## RECORDS SUPPLIED
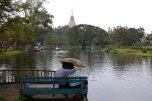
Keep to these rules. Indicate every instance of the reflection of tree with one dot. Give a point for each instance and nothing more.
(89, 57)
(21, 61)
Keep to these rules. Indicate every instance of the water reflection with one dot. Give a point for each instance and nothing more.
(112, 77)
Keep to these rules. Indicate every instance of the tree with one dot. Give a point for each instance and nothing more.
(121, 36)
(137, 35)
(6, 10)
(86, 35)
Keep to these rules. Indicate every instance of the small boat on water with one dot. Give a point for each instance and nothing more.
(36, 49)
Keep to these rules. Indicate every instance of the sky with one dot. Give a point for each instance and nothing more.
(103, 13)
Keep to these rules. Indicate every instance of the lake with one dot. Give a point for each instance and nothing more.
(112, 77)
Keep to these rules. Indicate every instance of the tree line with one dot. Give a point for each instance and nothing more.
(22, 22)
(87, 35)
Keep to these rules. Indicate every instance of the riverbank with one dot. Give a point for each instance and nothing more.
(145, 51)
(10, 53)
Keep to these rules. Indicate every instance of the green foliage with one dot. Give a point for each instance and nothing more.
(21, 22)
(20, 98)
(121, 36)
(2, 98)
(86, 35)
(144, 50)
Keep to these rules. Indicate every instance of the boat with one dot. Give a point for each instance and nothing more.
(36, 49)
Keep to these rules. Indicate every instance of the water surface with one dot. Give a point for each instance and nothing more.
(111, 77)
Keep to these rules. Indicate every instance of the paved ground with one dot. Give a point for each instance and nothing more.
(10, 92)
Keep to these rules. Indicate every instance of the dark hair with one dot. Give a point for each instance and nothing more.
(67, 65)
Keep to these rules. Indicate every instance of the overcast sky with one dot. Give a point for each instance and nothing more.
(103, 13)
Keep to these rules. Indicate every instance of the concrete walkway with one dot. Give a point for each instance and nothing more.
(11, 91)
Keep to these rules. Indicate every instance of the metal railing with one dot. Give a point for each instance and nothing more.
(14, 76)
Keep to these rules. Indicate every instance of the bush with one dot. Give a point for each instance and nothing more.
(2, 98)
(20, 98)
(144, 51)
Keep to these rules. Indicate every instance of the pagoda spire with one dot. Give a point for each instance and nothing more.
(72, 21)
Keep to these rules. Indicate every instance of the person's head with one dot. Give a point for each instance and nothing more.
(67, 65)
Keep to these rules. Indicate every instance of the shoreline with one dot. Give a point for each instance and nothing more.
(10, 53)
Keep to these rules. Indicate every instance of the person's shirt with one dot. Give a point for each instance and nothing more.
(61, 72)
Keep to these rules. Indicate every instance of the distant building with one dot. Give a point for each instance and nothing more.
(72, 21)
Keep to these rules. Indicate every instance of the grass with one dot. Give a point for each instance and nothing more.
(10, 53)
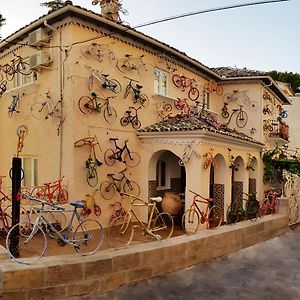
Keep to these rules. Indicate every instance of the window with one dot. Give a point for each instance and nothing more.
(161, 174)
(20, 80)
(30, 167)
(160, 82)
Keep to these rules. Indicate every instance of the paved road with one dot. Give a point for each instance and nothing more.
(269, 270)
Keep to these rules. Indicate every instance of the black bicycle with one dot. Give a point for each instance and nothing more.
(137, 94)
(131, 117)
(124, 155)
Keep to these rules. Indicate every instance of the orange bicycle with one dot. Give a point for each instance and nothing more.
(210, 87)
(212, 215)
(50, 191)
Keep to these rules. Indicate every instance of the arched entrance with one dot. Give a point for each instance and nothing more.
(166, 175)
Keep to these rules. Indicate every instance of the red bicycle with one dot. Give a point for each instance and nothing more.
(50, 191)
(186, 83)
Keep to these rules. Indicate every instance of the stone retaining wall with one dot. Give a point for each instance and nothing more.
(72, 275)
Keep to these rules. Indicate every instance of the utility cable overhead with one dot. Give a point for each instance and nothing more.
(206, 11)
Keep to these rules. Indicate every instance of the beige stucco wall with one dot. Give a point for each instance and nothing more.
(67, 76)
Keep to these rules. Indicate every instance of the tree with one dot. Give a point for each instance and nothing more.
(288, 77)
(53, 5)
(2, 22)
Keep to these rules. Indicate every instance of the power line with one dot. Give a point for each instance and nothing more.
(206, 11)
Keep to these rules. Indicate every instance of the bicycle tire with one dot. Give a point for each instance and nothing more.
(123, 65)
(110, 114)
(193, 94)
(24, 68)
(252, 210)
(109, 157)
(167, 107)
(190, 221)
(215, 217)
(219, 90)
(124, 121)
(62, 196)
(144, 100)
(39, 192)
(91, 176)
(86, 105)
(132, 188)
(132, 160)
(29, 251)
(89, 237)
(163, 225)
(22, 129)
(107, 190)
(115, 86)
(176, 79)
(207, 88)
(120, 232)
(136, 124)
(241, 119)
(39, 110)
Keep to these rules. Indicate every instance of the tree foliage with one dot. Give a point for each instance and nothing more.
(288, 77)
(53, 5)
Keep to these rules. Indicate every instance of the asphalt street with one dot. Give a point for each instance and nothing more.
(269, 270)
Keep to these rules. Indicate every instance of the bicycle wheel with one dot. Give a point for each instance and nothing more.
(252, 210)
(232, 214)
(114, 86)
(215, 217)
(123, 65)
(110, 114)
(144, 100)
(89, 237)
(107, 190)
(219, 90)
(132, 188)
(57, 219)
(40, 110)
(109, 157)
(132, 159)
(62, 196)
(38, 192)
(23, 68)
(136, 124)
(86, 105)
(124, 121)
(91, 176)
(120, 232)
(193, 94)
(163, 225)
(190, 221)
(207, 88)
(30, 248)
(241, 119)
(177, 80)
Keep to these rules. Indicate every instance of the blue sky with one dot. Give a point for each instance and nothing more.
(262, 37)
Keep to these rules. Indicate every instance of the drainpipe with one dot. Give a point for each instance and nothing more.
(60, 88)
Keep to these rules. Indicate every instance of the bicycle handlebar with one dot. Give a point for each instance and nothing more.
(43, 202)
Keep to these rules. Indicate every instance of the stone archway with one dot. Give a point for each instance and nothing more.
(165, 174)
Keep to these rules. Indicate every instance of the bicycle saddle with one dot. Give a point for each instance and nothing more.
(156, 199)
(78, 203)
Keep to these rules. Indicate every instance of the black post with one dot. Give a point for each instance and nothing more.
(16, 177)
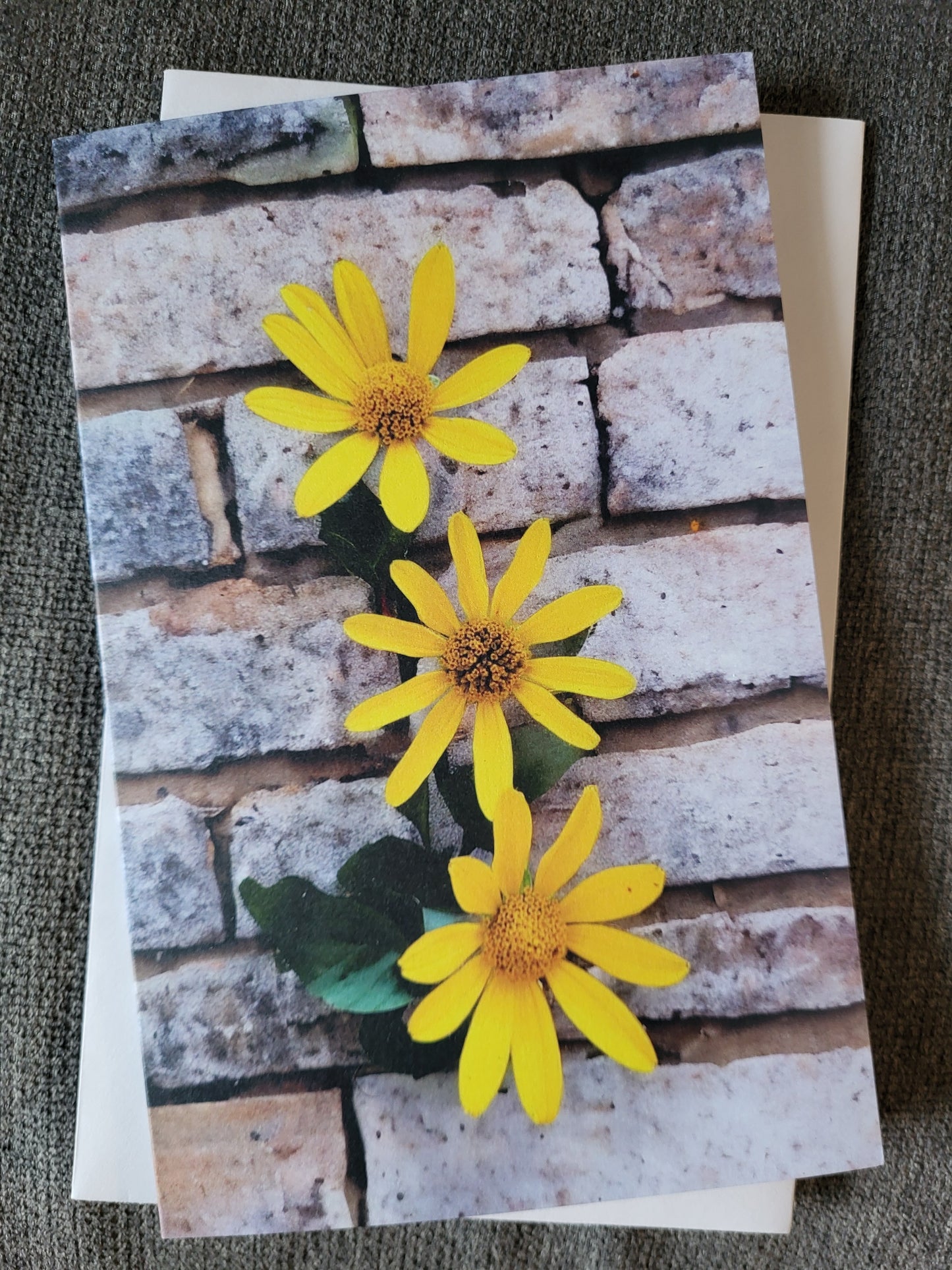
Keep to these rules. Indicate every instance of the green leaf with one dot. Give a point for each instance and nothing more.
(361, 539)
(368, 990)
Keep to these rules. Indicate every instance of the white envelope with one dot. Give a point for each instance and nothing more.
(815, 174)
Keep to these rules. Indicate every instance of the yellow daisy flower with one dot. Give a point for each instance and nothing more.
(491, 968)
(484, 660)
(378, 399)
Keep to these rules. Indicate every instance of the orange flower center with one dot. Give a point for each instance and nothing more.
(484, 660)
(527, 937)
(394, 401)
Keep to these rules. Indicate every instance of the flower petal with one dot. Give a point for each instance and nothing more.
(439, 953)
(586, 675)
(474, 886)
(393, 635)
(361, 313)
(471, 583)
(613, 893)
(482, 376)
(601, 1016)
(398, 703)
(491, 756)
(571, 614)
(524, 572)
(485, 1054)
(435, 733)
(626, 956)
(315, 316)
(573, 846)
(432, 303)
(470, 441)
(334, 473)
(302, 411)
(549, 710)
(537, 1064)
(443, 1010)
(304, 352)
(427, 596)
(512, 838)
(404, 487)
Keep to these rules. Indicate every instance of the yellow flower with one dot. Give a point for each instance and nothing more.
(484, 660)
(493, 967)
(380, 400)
...
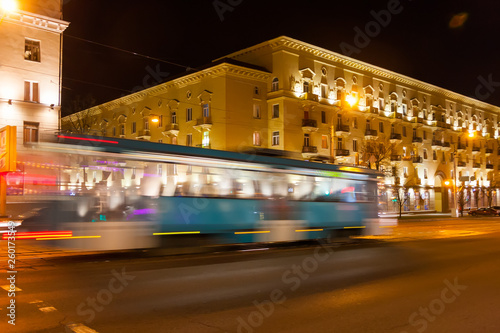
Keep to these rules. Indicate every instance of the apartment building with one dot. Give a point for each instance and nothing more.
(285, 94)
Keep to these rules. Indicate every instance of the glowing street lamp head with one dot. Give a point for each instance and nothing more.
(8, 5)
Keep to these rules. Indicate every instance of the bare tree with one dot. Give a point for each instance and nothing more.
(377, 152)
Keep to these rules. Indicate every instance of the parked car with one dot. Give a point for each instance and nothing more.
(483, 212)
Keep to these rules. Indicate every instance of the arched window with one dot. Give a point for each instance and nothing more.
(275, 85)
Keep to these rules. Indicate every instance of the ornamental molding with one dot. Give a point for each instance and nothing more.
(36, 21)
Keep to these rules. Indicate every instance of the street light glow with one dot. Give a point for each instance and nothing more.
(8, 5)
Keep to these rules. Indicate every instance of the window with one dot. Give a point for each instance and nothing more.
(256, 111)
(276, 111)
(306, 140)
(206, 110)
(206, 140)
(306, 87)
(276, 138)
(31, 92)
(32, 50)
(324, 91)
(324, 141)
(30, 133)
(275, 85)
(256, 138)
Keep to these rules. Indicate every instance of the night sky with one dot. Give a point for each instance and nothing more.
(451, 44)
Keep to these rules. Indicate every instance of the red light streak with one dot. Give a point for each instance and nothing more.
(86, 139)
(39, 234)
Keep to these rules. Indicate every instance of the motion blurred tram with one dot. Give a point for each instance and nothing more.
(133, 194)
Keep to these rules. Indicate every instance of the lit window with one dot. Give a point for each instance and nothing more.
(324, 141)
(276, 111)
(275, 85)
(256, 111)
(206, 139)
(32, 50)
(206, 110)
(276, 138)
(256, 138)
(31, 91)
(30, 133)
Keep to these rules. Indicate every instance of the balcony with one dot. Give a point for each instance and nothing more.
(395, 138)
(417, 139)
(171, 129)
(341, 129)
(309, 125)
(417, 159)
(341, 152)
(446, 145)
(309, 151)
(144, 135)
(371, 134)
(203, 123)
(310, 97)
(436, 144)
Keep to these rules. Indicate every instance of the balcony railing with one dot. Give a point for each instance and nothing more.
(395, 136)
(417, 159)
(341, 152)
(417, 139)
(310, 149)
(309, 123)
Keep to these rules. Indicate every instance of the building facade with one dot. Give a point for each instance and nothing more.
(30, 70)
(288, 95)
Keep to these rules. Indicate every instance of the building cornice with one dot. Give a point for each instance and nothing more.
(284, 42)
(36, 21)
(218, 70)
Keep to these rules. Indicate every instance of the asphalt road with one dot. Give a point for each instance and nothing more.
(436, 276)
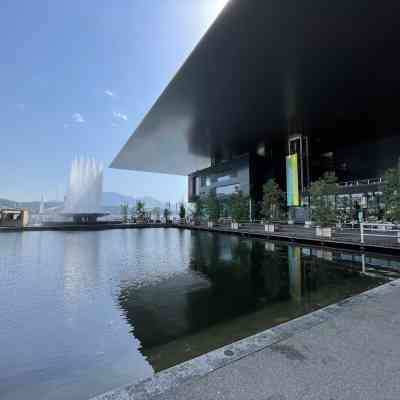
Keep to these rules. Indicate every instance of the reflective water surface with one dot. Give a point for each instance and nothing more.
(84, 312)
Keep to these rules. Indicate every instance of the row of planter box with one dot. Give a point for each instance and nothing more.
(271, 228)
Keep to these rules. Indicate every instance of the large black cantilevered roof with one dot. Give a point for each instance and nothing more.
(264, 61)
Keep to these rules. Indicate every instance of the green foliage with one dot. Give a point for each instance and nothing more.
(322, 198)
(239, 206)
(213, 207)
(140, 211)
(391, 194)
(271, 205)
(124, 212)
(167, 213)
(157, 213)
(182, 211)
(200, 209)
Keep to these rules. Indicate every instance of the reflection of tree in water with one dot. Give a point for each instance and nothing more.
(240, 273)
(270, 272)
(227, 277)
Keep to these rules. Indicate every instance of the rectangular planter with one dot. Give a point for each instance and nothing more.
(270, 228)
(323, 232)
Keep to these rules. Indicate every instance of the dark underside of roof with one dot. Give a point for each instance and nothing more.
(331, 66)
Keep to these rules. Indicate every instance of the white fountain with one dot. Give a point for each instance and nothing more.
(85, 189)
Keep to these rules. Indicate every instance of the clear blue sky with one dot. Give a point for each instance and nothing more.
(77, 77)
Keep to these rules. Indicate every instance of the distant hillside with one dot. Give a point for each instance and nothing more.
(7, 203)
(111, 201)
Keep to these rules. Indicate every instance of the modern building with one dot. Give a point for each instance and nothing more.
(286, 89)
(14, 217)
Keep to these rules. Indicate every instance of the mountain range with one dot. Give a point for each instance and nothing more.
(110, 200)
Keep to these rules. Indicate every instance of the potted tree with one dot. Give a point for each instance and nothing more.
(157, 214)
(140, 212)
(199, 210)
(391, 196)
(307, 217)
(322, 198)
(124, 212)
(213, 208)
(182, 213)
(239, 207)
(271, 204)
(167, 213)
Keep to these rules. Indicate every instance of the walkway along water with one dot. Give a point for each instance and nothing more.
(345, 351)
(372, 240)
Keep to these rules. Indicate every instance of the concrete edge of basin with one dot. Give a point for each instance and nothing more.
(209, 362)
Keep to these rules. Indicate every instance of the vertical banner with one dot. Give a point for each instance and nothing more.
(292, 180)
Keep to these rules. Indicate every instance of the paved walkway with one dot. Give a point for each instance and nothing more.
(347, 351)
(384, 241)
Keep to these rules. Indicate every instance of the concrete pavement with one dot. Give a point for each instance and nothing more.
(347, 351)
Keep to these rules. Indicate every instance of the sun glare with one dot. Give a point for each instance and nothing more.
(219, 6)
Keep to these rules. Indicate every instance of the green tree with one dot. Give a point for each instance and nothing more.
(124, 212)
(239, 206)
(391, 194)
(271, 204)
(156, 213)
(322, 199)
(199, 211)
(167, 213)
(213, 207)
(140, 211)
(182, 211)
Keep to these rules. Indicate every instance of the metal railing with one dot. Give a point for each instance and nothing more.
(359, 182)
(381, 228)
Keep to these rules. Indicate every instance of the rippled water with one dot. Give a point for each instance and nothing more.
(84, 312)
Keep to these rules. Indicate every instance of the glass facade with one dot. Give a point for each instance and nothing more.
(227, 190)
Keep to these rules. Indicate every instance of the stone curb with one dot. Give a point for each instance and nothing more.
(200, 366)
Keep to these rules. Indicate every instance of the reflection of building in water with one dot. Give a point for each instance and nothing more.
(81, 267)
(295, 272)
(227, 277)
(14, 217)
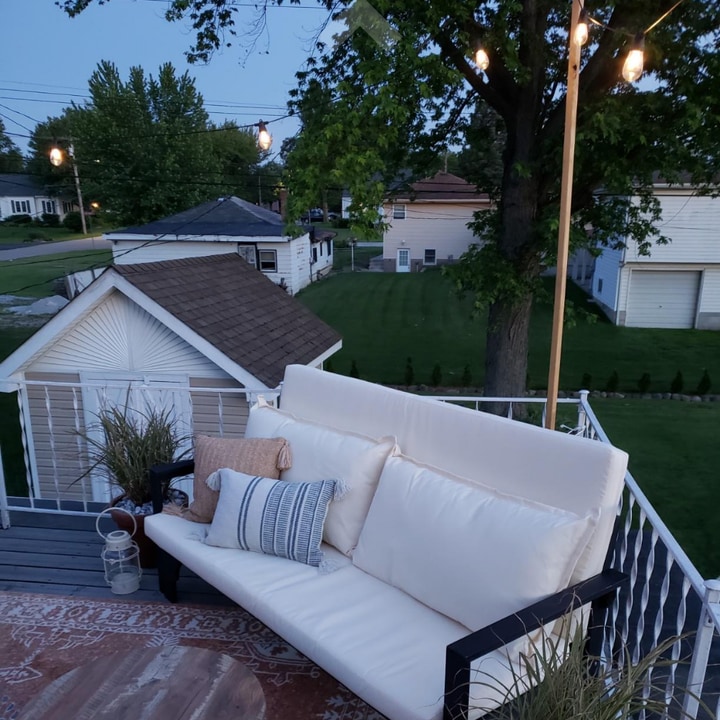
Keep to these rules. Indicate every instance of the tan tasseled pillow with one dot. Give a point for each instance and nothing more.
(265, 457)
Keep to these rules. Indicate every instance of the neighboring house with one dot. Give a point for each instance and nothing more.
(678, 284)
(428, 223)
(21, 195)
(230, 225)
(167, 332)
...
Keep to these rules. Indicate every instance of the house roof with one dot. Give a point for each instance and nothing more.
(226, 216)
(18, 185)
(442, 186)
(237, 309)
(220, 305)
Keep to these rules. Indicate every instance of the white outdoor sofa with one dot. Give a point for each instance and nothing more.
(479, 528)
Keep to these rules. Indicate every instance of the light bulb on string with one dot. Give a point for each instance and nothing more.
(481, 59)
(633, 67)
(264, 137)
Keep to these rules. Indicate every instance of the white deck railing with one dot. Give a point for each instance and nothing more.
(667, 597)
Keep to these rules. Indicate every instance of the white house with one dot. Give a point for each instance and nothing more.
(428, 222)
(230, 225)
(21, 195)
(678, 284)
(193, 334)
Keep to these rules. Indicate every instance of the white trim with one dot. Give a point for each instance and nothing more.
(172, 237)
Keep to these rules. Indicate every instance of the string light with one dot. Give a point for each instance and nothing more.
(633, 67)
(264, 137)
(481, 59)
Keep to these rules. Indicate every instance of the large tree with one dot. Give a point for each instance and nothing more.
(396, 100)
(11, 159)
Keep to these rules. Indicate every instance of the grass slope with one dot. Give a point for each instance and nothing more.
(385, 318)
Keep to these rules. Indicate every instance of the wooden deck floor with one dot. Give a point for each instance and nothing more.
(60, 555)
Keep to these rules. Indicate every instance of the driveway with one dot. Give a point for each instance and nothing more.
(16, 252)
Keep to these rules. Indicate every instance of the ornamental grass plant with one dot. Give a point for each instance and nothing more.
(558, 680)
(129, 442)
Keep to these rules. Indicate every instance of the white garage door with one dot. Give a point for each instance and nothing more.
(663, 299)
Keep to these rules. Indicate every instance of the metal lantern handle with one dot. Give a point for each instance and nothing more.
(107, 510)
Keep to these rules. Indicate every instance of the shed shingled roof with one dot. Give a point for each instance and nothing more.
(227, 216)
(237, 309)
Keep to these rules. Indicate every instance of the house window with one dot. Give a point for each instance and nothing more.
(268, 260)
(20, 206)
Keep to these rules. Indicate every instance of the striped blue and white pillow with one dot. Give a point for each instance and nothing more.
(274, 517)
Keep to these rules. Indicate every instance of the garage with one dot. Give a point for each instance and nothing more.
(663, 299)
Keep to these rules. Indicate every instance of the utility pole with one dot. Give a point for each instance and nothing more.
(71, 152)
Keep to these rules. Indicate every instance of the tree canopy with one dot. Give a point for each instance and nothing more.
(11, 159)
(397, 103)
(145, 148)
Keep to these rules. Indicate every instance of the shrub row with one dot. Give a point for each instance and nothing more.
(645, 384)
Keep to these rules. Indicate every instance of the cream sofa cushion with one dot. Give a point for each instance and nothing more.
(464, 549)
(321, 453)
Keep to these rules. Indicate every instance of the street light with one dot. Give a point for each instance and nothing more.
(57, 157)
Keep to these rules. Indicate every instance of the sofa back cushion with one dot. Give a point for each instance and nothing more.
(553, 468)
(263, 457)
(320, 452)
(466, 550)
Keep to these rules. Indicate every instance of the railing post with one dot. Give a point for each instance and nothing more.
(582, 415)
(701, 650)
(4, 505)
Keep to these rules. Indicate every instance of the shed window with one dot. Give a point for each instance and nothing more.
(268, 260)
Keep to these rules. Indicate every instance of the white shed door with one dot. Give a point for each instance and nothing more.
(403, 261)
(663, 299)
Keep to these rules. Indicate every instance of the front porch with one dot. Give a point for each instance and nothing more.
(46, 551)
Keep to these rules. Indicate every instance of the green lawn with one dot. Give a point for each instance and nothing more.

## TASK GOAL
Select each line in the listing above that contains the word "pillow", matching case.

## FULL OUTPUT
Keep to these rules. Indicate every instance of the tan tasseled pillow with one dot. Give a point for each instance and nothing more.
Keep to these rules. Indicate every instance of the striped blue and white pillow with one dot. Give a point for each instance and nothing more.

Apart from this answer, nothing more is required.